• [SELECTED EXCERPT]
= Beginning of Section =

The Elizabethtown footbridge has been demolished to make way for a new one.
New beams are already in place, but it will be a few weeks before the popular bridge is in use again.
Each day, 100 or more pedestrians crossed the bridge, which spanned a western branch of the Boquet River.
Mornings and afternoons, youngsters traversed it, heading to and from school. Lunchtime, many Essex County and hospital employees utilized their lunch breaks to get some exercise by making one of several loops around the town via the bridge.
Gay Olcott and her sister, Beth Marvin, walked across the bridge almost daily and decided to have their last stroll across the venerable span shortly before an Essex County crew came to demolish it.
Olcott remembers walking across the bridge as a fourth-grader in 1963.
"Back then, there were no buses for the town kids, and so we walked to school," she said.
She figures she averages about 300 crossings a year — more than 10,000 trips in almost five decades.
"Under the bridge was a smooching place, and Ricky (her husband) asked me to go steady with him at the bridge in 1967," Mrs. Olcott said. "I was 13, and he was 15."
Since Mr. Olcott leaves for work before 5 a.m., he and his wife visited the bridge the night before the demolition to have one last kiss there.
There was once a town swimming area near the bridge, and Mr. Olcott was a lifeguard when he was 16 and 17.
A child-care provider, Mrs. Olcott has been taking her preschoolers across the span as they take their walk through the town.
As a ritual of early spring, she would let the youngsters wade in the cold water by the bridge; Zach Denton, who is now a high-school senior, claims the title for withstanding the cold water the longest.

= End of Section =

• [DESCRIPTION OF THE TASK]
Reproduce the passage of the Elizabethtown footbridge article from "New beams are" to "via the bridge." verbatim.

• [EXERCISE DATA]
= Beginning of Section =

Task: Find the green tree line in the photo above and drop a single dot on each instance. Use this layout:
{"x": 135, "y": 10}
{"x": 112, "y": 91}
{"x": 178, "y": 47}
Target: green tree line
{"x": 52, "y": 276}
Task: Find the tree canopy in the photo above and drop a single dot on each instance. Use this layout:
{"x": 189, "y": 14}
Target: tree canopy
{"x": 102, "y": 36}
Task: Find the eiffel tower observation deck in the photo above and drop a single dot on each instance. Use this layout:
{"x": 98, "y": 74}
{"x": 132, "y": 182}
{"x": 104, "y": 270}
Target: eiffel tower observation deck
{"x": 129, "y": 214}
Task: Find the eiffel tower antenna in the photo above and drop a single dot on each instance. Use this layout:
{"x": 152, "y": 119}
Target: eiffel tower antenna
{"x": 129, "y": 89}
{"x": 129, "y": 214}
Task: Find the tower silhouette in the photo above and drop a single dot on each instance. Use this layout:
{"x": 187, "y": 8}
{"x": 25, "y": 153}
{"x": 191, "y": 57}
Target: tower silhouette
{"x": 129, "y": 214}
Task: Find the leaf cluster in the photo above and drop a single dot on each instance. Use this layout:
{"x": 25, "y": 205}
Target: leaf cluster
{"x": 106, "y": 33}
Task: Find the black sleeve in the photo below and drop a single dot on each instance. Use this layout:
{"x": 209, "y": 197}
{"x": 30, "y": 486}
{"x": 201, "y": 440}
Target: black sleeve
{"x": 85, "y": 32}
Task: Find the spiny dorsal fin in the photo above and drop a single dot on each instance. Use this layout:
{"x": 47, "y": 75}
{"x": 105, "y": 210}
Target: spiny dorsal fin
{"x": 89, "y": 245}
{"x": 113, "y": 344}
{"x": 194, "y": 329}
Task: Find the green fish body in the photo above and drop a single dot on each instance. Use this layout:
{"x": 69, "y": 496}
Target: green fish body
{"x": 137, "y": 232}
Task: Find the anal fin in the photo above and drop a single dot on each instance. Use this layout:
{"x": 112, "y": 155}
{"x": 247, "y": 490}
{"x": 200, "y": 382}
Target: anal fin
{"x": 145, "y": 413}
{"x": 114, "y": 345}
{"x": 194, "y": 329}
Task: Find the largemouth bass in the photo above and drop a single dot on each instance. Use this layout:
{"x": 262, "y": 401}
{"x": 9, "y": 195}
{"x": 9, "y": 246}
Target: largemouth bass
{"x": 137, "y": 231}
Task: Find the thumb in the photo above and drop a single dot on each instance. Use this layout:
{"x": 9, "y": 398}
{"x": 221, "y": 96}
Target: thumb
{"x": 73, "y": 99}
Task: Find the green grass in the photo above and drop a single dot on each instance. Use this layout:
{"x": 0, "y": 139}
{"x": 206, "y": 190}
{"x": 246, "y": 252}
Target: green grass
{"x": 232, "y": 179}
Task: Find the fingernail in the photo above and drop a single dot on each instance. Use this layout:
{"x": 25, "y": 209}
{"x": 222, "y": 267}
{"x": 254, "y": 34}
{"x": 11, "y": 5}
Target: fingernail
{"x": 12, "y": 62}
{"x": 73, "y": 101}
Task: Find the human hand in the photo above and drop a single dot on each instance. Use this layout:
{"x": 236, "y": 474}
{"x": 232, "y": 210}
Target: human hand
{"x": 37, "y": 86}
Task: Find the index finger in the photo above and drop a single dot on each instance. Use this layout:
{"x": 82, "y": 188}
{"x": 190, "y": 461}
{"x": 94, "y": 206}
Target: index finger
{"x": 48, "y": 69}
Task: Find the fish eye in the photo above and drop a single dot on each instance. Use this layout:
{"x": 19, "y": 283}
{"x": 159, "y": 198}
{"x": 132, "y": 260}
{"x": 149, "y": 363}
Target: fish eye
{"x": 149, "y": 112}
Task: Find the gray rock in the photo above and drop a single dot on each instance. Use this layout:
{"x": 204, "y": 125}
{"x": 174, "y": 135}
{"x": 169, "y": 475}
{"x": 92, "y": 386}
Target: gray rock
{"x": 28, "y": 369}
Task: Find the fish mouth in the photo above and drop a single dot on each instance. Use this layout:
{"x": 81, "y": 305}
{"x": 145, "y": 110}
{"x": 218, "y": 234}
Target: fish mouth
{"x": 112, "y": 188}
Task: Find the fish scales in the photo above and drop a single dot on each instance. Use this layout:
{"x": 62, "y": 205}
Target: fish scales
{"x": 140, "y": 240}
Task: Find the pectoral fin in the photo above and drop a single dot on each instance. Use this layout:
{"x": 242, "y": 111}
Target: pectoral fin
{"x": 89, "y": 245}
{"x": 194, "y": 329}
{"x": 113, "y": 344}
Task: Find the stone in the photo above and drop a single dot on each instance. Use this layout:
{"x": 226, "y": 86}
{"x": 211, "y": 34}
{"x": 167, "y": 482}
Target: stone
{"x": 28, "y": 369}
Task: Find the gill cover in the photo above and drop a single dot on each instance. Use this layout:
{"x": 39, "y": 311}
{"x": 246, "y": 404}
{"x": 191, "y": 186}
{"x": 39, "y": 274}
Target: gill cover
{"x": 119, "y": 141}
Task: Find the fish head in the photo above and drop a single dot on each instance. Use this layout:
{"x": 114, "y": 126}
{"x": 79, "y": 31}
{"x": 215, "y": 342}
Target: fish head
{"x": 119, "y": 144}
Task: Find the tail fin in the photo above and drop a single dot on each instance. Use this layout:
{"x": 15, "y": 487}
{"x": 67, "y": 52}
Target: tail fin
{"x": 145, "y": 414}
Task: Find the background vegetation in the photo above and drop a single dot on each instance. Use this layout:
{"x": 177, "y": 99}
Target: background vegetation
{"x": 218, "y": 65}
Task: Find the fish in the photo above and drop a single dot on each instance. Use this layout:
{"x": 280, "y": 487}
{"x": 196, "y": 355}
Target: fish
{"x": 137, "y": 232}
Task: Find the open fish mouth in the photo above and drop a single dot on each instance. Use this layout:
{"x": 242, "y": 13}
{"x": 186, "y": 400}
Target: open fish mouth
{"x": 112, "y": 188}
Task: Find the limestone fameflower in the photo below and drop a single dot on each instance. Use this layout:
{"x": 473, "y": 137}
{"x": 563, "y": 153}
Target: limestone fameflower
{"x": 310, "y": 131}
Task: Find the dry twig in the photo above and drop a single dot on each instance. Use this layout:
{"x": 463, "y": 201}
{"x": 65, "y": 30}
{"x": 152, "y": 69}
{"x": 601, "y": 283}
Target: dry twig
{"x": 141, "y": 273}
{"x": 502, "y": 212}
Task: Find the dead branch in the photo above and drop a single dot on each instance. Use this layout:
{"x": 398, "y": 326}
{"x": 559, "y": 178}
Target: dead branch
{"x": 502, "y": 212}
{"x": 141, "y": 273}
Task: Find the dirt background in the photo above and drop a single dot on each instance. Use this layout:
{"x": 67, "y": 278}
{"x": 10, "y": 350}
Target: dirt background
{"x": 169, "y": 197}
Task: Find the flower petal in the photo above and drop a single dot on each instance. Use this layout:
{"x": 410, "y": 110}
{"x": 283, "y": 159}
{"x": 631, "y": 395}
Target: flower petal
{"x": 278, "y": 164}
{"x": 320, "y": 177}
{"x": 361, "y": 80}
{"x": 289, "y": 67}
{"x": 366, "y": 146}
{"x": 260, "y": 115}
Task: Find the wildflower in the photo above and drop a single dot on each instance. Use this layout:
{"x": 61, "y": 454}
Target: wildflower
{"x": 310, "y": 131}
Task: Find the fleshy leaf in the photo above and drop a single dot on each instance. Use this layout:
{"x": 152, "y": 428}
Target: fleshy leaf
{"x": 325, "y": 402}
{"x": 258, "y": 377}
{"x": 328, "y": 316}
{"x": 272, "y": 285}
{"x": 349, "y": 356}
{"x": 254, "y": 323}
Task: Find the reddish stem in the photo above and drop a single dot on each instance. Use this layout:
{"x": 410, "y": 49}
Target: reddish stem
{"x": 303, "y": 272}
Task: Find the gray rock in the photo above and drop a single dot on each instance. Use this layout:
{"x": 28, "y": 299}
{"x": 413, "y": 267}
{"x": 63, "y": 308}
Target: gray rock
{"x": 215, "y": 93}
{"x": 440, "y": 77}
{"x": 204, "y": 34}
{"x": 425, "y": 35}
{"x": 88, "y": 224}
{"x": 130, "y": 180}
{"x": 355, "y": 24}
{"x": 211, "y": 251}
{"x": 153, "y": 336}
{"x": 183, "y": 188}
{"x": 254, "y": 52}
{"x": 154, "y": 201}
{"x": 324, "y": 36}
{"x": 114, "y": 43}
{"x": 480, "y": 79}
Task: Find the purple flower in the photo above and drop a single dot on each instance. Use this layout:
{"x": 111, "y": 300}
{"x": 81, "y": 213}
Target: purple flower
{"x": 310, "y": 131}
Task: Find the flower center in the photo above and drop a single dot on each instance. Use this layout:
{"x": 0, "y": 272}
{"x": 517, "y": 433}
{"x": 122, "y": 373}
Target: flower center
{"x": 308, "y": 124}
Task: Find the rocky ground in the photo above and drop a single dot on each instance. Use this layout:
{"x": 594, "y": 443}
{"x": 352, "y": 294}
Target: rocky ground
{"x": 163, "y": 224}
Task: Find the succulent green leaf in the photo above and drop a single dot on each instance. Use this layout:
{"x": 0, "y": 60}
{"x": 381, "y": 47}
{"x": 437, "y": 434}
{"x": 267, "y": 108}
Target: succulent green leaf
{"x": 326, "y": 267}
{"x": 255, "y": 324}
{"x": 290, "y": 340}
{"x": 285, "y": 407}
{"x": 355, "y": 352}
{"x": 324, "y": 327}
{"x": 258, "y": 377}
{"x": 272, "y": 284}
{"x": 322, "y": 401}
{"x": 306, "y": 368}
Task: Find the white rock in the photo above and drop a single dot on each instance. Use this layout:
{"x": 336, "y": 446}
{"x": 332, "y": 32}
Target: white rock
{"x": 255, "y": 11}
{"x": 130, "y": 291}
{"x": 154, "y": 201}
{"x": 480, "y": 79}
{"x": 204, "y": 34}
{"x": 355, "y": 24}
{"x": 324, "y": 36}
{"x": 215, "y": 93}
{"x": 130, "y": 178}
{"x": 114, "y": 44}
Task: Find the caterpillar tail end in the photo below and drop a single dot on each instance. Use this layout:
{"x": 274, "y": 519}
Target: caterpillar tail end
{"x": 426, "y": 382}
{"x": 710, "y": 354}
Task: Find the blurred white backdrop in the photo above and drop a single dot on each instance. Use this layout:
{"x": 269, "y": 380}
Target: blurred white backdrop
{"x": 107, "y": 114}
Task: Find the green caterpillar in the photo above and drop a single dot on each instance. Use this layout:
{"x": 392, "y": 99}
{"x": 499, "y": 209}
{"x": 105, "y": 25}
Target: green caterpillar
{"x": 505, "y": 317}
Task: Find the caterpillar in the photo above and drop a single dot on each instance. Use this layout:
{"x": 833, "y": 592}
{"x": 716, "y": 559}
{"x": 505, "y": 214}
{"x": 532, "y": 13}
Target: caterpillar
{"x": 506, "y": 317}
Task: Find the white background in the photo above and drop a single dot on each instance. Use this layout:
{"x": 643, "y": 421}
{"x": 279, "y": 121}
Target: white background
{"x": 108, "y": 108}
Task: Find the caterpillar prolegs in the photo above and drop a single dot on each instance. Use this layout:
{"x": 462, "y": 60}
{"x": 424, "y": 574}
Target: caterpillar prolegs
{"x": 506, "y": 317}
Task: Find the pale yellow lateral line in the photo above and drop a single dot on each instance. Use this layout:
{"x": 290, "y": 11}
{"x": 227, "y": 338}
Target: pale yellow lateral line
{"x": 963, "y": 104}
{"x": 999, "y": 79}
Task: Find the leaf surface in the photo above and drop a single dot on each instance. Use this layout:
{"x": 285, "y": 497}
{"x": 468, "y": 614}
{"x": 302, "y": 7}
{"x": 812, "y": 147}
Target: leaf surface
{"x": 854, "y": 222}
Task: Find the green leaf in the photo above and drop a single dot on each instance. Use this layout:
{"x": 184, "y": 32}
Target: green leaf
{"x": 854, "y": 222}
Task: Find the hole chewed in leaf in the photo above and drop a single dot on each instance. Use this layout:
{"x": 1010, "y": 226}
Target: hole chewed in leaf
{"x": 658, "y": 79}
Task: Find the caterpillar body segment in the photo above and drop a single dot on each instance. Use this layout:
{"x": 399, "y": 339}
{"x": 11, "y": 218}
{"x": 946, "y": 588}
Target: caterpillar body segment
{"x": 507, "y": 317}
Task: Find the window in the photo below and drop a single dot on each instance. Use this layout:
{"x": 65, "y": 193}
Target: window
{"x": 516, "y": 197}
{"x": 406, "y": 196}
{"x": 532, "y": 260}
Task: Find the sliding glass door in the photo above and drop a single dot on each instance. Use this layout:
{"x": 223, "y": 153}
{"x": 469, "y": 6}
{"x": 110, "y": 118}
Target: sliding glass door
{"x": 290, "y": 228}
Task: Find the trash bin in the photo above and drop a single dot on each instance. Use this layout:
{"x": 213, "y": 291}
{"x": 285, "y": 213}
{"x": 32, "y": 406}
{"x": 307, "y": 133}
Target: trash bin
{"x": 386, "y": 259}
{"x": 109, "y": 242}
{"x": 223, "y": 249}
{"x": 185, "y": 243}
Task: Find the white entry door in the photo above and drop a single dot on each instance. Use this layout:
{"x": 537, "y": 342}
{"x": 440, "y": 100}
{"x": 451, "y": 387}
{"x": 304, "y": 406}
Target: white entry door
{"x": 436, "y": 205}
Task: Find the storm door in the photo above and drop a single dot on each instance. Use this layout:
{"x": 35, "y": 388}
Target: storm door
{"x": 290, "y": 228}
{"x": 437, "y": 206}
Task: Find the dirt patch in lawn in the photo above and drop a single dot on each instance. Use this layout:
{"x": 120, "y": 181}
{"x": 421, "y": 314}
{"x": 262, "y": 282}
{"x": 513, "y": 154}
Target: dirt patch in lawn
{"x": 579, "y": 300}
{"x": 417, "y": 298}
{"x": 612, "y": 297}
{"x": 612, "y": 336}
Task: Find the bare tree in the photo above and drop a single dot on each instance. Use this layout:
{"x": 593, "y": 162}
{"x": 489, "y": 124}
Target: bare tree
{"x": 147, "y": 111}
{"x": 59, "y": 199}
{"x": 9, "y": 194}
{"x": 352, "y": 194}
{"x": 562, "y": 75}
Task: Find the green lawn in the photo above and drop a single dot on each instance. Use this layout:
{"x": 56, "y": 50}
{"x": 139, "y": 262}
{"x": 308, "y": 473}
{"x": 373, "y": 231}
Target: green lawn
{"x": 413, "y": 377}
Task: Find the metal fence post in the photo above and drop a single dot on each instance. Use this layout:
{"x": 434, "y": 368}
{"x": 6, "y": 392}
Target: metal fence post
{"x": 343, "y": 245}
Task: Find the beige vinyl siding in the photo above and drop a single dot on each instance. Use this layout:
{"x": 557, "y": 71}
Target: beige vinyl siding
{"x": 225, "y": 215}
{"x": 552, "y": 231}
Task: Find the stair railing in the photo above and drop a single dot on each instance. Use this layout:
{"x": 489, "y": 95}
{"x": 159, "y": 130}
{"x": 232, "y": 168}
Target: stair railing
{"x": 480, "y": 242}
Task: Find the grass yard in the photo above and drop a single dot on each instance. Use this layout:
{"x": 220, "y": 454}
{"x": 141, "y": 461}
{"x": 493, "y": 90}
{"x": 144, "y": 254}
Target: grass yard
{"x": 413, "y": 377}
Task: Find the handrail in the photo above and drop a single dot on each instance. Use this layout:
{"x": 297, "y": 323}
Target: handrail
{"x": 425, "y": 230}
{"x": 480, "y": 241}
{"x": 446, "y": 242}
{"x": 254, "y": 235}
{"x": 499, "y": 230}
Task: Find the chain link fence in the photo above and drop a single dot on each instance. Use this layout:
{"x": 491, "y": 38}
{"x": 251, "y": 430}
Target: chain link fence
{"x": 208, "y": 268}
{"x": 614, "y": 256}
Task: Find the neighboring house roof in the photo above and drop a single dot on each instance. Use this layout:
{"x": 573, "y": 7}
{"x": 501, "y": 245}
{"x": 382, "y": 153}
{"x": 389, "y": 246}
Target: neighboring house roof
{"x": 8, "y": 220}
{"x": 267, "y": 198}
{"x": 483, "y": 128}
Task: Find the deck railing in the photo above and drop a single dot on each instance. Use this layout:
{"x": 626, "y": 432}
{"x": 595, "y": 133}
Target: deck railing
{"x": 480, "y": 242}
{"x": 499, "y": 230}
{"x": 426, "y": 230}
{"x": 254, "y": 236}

= End of Section =

• [RESULT OF THIS TASK]
New beams are already in place, but it will be a few weeks before the popular bridge is in use again.
Each day, 100 or more pedestrians crossed the bridge, which spanned a western branch of the Boquet River.
Mornings and afternoons, youngsters traversed it, heading to and from school. Lunchtime, many Essex County and hospital employees utilized their lunch breaks to get some exercise by making one of several loops around the town via the bridge.